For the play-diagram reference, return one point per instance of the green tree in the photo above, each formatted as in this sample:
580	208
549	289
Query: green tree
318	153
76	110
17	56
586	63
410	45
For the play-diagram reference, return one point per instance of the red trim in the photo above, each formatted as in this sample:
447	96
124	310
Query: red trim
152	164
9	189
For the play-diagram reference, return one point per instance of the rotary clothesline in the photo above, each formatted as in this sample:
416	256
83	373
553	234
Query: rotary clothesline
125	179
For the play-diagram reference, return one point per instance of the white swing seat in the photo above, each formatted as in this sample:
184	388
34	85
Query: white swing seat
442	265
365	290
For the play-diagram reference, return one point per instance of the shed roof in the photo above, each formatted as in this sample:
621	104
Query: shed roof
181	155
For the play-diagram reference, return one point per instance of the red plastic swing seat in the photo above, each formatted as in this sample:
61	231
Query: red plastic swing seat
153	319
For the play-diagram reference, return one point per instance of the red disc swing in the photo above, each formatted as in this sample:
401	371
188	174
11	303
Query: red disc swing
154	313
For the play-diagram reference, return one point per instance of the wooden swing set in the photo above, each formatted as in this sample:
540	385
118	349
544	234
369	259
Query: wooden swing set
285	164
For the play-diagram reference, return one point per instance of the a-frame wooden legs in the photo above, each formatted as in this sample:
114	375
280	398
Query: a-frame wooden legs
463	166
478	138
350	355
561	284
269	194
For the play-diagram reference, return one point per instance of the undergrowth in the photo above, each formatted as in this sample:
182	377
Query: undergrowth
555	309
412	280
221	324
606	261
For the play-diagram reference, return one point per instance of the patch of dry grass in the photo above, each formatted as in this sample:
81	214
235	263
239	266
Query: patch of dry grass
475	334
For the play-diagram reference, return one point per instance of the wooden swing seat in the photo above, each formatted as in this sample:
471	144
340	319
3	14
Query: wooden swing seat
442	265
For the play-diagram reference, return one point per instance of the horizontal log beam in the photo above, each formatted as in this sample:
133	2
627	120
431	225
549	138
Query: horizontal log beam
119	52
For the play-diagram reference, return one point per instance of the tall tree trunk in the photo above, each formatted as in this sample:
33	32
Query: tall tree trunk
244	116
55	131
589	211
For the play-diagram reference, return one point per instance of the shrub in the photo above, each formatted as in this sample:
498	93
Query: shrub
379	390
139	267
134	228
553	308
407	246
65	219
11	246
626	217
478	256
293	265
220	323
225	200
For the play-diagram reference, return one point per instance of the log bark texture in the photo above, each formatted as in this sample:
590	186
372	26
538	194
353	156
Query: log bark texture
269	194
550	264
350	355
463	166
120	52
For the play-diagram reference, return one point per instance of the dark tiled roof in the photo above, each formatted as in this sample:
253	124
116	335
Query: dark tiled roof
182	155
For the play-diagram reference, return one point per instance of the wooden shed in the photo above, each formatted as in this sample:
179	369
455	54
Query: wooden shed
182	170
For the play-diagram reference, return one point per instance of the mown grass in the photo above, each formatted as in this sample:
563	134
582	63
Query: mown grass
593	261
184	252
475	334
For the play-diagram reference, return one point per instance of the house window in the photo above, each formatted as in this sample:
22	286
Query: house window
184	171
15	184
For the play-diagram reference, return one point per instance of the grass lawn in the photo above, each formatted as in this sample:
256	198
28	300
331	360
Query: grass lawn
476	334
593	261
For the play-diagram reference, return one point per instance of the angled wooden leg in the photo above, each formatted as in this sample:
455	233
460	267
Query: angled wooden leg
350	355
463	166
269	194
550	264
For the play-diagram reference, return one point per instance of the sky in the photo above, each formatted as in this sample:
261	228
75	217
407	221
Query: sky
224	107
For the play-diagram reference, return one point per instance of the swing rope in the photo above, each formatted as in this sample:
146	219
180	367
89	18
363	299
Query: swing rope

----------------------------------------

(Exercise prompt)
All of the data above should be output exactly.

(Answer to this problem)
For the play-diagram reference, return one point per instance of the green tree in the photo above, each formatted as in this sample:
580	208
549	289
Query: green tree
318	153
76	110
17	56
586	63
410	45
For the play-diagram reference, return one point per instance of the red trim in the photo above, each formatted as in this sample:
447	96
124	310
Query: red trim
152	164
9	189
For the play-diagram reference, return one point per instance of the rotary clothesline in the photo above, each formatted as in this sample:
416	256
83	373
553	234
Query: rotary clothesline
125	179
For the play-diagram reference, return one point per instance of the white swing seat in the photo above, each formatted as in this sample:
184	388
34	85
Query: white swing seat
442	265
365	290
For the play-diagram reference, return one point per instance of the shed roof in the photo above, each formatted as in this sample:
621	104
Query: shed roof
181	155
For the play-diagram reference, return one point per instance of the red plastic swing seat in the photo above, each formatted as in this sample:
61	231
Query: red plastic swing seat
153	319
For the play-diagram reference, return one point per instance of the red disc swing in the photo above, each formatted as in this sample:
401	371
188	174
11	303
Query: red disc swing
154	313
For the play-diagram reference, return one point per instance of the wooden swing set in the photo above, each formatted as in this sample:
540	385
118	349
544	234
369	259
Query: wooden swing set
285	164
For the play-diagram reference, return one point per instance of the a-frame wooden legs in the photo above, each formatted as in this sample:
114	375
280	398
Query: a-frame wooden legs
463	166
478	138
350	355
561	284
269	194
For the play-diagram reference, return one point per instance of the undergrowth in the photo above, each formatted as in this sample:
182	377
Query: undergrowth
555	309
412	280
221	324
606	261
For the play-diagram reference, return one point per instance of the patch of dry grass in the photo above, each formatted as in this sample:
81	214
235	263
239	266
Query: patch of dry grass
475	334
For the play-diagram reference, return one point per instance of the wooden swing seat in the photo above, each formatted as in this sample:
471	144
340	319
3	14
Query: wooden swing seat
442	265
For the play-diagram reference, return one point per instance of the horizontal log beam in the photo above, each formatted as in this sample:
133	2
627	120
431	225
549	138
Query: horizontal log beam
119	52
For the play-diagram reference, return one point per instance of the tall tree trunk in the photo above, each formatted as in this sample:
33	32
Query: tall tree trunk
244	116
55	131
589	211
For the play-diagram reference, return one point per instance of the shrub in the photo above, each formatted as in this sample:
498	93
Query: shrub
379	390
139	267
134	228
553	308
407	246
65	219
11	246
626	217
478	256
293	265
220	323
225	200
For the play-diagram reference, return one point per instance of the log bark texture in the photo above, each formatted as in this sample:
590	186
372	26
538	194
353	156
Query: log bark texture
269	194
550	264
350	355
463	166
120	52
For the play-diagram reference, return one point per instance of the dark tiled roof in the photo above, each formatted as in this sample:
253	124
116	335
Query: dark tiled roof
182	155
For the play-diagram reference, return one point per instance of the wooden shed in the photo above, each formatted as in this sample:
179	369
455	54
Query: wooden shed
182	170
For the play-diagram reference, return one point per instance of the mown grass in the photo above, each formatted as in this sample:
563	134
582	63
Query: mown grass
593	261
184	252
475	334
For the play-diagram reference, return one point per instance of the house window in the photo above, each formatted as in this sample:
22	286
Query: house window
184	171
15	184
For the play-diagram reference, return one point per instance of the grass lawn in the photo above, each formatted as in this sample:
256	198
28	300
331	360
Query: grass lawn
476	334
593	261
For the play-diagram reference, return one point per instance of the angled wooden leg in the photo above, each formatted as in this sample:
455	233
460	267
Query: angled wooden leg
350	355
463	166
269	194
550	264
For the play-diagram reference, return one point per instance of the sky in the photo above, each formatted as in this sample:
261	228
75	217
407	221
Query: sky
224	107
For the play-diagram reference, return one point per instance of the swing rope in the photo above, each formatted as in this sample:
146	219
180	367
89	18
363	299
Query: swing rope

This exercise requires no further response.